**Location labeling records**

* * * * *

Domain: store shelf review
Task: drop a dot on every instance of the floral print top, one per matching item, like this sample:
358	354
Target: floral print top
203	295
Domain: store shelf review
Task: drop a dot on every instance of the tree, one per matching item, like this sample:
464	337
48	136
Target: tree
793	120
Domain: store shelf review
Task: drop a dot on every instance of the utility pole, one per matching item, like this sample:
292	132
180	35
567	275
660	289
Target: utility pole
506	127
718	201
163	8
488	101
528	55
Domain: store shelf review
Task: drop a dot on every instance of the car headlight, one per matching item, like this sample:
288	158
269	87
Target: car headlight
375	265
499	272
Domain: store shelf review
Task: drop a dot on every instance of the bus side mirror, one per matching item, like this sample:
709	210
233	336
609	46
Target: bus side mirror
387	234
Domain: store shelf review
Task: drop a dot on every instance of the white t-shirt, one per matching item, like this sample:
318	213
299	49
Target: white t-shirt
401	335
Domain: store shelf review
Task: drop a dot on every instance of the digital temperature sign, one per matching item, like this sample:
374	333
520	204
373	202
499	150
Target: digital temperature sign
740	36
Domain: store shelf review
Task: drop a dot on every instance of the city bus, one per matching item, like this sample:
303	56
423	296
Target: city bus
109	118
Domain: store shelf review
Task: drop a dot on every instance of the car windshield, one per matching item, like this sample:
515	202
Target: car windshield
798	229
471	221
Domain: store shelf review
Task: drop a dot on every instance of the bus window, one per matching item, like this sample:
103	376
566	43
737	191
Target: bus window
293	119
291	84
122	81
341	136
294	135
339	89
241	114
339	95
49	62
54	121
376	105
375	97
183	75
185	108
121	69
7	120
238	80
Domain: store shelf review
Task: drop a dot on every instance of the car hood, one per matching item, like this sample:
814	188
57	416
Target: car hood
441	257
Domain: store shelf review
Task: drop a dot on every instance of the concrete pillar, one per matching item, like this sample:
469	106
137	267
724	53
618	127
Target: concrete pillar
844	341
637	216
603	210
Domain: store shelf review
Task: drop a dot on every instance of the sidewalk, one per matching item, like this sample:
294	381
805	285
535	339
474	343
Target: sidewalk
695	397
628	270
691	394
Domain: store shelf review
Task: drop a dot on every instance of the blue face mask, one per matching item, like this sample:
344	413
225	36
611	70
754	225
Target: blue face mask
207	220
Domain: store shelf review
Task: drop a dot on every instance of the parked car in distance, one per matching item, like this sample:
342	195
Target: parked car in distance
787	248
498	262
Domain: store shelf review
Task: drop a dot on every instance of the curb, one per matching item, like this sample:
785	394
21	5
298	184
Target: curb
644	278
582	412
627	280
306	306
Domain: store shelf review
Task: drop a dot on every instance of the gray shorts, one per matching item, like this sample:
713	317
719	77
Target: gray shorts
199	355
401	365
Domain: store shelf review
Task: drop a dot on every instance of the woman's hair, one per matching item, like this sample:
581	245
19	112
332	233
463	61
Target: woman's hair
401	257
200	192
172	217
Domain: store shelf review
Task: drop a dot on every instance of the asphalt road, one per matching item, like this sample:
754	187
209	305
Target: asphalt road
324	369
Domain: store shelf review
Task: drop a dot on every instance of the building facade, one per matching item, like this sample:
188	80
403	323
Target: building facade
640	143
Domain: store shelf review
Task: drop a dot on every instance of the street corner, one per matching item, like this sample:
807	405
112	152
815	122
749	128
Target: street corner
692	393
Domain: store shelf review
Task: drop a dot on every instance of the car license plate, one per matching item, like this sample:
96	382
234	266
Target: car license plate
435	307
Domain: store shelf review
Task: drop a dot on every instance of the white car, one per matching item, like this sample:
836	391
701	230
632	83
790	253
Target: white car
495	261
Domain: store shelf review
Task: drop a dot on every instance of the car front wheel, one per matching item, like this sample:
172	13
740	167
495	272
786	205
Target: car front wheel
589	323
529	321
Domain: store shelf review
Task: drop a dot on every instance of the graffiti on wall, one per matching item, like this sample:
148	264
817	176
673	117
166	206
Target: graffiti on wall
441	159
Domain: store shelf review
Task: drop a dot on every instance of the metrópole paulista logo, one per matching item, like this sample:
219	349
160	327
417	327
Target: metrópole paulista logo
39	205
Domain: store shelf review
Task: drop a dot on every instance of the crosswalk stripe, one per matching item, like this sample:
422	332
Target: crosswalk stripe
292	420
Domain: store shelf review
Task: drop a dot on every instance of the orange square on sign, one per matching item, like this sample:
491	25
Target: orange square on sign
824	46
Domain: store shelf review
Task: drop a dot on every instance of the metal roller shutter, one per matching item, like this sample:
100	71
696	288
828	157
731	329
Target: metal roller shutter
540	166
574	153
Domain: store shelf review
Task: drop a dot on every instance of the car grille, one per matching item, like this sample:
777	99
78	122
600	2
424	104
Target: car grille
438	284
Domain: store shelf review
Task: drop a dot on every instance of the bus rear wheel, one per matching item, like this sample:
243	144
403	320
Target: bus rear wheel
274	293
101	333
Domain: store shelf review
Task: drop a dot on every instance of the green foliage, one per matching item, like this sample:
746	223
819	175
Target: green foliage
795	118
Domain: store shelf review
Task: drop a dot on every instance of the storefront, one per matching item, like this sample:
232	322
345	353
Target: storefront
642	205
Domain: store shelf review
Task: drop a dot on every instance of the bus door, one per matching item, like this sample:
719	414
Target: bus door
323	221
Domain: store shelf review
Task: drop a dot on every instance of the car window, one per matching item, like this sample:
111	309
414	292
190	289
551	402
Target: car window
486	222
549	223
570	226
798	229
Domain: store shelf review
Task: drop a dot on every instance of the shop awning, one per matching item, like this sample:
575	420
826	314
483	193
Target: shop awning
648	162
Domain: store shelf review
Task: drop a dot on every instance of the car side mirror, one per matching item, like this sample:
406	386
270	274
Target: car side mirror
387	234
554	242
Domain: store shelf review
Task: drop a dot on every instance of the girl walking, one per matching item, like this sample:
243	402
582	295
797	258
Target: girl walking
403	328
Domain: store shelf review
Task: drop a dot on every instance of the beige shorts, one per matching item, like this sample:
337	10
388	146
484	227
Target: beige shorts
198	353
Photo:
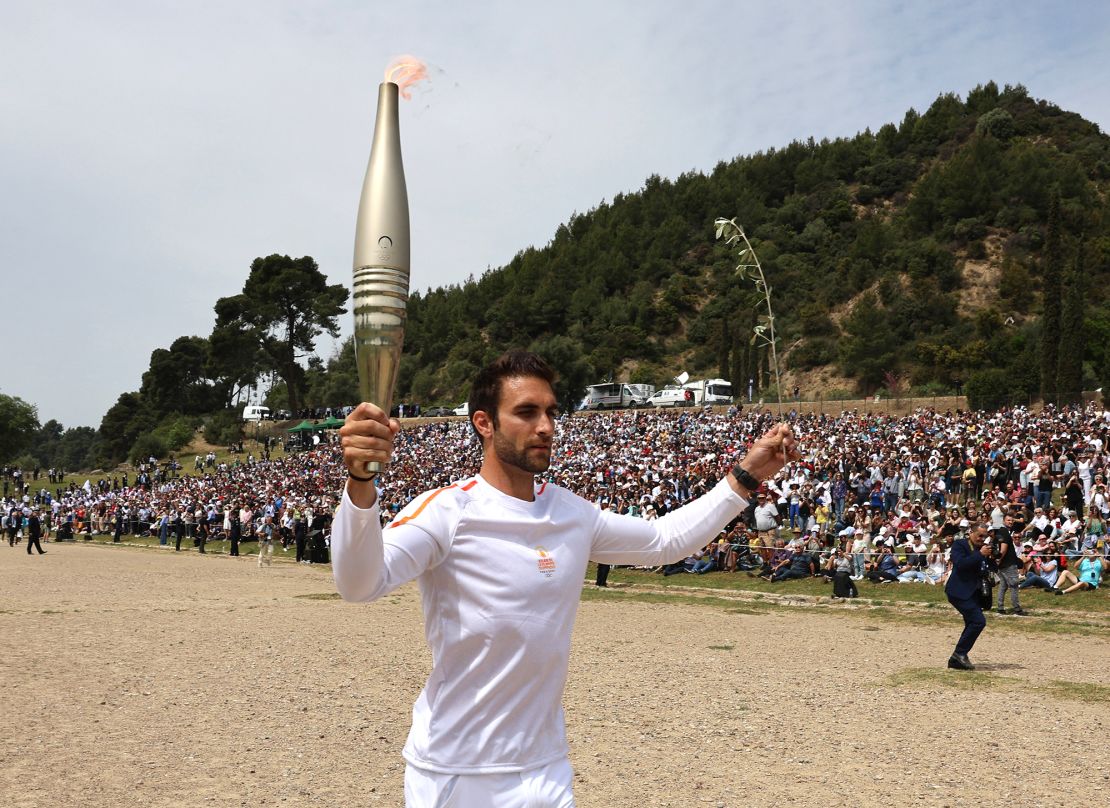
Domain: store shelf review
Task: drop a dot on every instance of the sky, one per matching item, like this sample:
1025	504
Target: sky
149	150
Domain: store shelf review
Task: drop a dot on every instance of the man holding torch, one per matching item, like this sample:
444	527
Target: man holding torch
500	561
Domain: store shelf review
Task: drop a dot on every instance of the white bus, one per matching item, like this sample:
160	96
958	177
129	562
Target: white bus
710	391
616	394
252	412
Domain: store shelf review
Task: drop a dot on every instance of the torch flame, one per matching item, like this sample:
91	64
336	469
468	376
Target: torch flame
404	72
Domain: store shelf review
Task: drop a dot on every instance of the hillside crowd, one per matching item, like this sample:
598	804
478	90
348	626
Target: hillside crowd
875	496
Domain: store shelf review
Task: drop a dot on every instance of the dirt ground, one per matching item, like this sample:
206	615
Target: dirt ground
140	677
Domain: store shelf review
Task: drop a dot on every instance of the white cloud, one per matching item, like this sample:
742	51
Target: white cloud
149	152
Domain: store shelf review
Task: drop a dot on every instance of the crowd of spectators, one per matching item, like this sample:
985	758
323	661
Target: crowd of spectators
875	496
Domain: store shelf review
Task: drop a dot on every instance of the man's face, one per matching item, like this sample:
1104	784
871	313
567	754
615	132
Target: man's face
525	427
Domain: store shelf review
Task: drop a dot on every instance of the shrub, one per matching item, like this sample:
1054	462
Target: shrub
998	123
813	353
223	427
149	445
988	390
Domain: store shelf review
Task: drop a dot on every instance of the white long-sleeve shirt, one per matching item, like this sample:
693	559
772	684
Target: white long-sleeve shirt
501	579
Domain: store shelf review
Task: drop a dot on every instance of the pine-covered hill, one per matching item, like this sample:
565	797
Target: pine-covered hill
910	253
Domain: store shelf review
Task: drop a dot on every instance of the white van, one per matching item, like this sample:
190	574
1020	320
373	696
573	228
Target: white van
668	397
613	395
252	412
710	391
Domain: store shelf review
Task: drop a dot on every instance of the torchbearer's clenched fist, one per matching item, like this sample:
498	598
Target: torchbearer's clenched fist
767	456
366	436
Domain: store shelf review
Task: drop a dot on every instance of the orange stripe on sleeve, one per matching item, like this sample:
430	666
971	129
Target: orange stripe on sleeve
422	506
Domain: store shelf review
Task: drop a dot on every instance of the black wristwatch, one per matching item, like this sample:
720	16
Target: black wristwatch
745	478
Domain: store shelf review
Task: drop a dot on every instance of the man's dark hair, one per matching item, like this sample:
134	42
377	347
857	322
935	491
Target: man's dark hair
485	393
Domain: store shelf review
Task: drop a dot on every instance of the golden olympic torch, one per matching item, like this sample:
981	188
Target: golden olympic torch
381	249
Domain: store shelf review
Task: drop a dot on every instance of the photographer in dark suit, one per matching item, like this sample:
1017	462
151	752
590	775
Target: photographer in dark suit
970	557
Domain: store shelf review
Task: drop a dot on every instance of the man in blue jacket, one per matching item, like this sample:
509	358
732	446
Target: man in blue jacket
969	557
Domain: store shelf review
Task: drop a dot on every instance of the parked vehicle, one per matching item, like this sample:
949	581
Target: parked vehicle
710	391
613	395
253	412
669	397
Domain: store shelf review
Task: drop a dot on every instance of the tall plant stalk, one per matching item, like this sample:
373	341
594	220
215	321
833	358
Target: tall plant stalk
752	270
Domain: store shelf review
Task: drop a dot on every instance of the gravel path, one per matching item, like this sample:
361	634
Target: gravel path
141	677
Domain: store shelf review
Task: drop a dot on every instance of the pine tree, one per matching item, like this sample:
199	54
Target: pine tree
1052	292
1069	380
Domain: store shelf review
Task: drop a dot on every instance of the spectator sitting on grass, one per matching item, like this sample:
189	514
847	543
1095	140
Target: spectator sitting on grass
706	561
1041	571
800	566
936	565
885	568
779	559
1090	575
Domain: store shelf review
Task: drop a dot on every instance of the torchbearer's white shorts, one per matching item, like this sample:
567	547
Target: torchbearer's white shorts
542	787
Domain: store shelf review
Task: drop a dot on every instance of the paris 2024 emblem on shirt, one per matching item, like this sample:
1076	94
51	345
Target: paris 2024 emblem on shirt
545	563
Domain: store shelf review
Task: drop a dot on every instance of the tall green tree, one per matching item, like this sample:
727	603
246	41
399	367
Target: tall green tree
19	422
122	424
1052	291
867	350
285	304
1069	379
178	379
234	361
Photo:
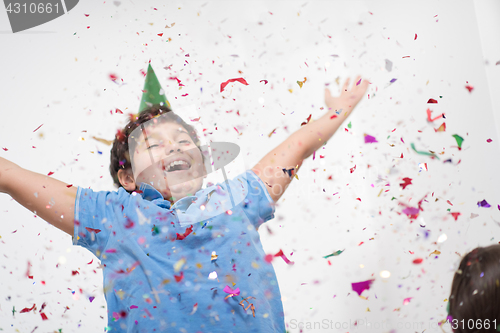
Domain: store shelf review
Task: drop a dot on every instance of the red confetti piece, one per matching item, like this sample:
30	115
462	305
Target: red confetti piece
178	278
224	84
359	287
370	139
27	309
441	128
407	181
282	255
307	120
93	230
185	234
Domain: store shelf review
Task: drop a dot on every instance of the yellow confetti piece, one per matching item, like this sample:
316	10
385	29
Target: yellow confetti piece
300	83
178	265
106	142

* * * * *

**TASK TO COMPLETE**
Collect every line from the rows above that contains the word "golden", and copy each one in full. Case counts.

**REPLY TO THE TASK**
Task: drop a dot on every instance of the golden olympic torch, one per matching item, like this sample:
Target: golden olympic torch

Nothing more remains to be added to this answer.